WHAT YOU HAVE TO DO
Reproduce every one of the following entries word for word.
===============
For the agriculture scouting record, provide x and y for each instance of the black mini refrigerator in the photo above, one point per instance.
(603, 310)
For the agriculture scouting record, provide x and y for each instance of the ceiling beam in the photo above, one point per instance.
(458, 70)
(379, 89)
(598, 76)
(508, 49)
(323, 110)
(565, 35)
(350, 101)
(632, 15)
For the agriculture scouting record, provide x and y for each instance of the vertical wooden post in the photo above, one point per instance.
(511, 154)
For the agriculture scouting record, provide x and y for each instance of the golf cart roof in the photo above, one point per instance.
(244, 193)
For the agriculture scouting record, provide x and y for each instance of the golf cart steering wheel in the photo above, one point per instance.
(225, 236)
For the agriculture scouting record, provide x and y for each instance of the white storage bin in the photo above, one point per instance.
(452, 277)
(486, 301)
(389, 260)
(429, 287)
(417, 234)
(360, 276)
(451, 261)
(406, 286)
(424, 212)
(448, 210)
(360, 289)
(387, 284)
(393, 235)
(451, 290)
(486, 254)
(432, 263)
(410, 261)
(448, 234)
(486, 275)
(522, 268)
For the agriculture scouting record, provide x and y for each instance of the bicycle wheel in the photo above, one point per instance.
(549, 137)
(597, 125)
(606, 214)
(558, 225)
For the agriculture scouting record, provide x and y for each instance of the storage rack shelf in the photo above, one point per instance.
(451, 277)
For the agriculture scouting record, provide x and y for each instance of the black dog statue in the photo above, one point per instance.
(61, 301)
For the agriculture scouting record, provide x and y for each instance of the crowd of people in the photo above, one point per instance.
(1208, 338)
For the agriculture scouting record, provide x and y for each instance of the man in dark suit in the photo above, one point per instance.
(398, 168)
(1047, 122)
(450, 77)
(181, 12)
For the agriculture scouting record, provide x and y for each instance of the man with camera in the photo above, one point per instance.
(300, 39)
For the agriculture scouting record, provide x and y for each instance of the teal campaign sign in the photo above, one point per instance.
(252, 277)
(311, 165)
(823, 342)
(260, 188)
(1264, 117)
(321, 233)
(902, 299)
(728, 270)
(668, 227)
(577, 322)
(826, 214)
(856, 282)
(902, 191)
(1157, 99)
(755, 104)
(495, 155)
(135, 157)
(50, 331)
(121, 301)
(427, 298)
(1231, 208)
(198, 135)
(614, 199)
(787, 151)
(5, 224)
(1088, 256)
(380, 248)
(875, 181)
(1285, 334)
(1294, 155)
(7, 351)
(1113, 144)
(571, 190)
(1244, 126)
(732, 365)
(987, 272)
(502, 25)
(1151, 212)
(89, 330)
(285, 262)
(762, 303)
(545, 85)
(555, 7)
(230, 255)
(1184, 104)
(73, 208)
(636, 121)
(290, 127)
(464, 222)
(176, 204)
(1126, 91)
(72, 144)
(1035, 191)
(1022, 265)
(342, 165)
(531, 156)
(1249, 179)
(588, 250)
===============
CORRECT RESPONSE
For the agriculture scouting record, provide x and y for each instance of the black mini refrigerator in the photo above, one point per instance.
(603, 310)
For the agriculture scouting record, provide x and y for each instance of the ceiling beam in the photo above, one point per instance.
(458, 70)
(379, 89)
(598, 76)
(508, 49)
(323, 110)
(565, 35)
(350, 101)
(632, 15)
For the agriculture scouting record, provide x and y for each instance of the vertical wooden post in the photo above, one point per instance.
(511, 154)
For the agriculture scouting record, provide x and y for each instance of the golf cart roof in the photo above, one point per instance.
(244, 193)
For the agriculture scouting record, provide x and y for each instance of the golf cart steering wheel in the photo above, one point per instance.
(225, 236)
For the agriculture scouting record, provide x and y for each instance of the white storage bin in the photo above, one point per instance.
(452, 277)
(486, 301)
(389, 260)
(429, 287)
(417, 234)
(360, 276)
(451, 261)
(406, 286)
(424, 212)
(448, 210)
(360, 289)
(387, 284)
(393, 235)
(451, 290)
(486, 254)
(432, 263)
(410, 261)
(448, 234)
(486, 275)
(522, 268)
For the agriculture scouting record, provide x and y for each instance of the bicycle wheel in the photo above, one point per instance.
(549, 137)
(597, 125)
(606, 214)
(558, 225)
For the agriculture scouting record, provide x and y for each instance of the storage rack shelf in the photo above, one point per instance.
(451, 277)
For the agriculture scouting record, provide x and y for each instance of the black dog statue in the photo above, one point per instance.
(61, 301)
For the agriculture scouting record, provide x and y for each instance of the crowd of people in the photo above, one point per instance.
(1208, 338)
For the agriculture scouting record, provide x and y for each instance of the man in dark suit in the photo above, one point per instance.
(398, 168)
(1047, 122)
(450, 77)
(181, 12)
For the agriculture scouting record, provide x and y for each instance of the man with camera in the photo above, one point per instance.
(300, 39)
For the agriculture scouting record, provide x and y for each instance of the teal campaign sign in the photo above, one point per instance.
(252, 277)
(311, 165)
(823, 342)
(260, 188)
(1264, 117)
(321, 233)
(902, 299)
(728, 270)
(668, 227)
(577, 322)
(826, 214)
(856, 282)
(902, 191)
(1157, 99)
(755, 104)
(495, 155)
(135, 157)
(50, 331)
(121, 301)
(427, 298)
(1231, 208)
(198, 135)
(614, 199)
(787, 151)
(5, 224)
(1088, 256)
(380, 248)
(875, 181)
(1285, 334)
(1294, 155)
(7, 351)
(1113, 144)
(571, 190)
(1244, 126)
(732, 365)
(987, 272)
(502, 25)
(1151, 212)
(89, 330)
(285, 262)
(762, 303)
(545, 85)
(555, 7)
(230, 255)
(1184, 104)
(73, 208)
(636, 121)
(290, 127)
(464, 222)
(176, 204)
(1126, 91)
(72, 144)
(1035, 191)
(1022, 265)
(342, 165)
(531, 156)
(1249, 179)
(588, 250)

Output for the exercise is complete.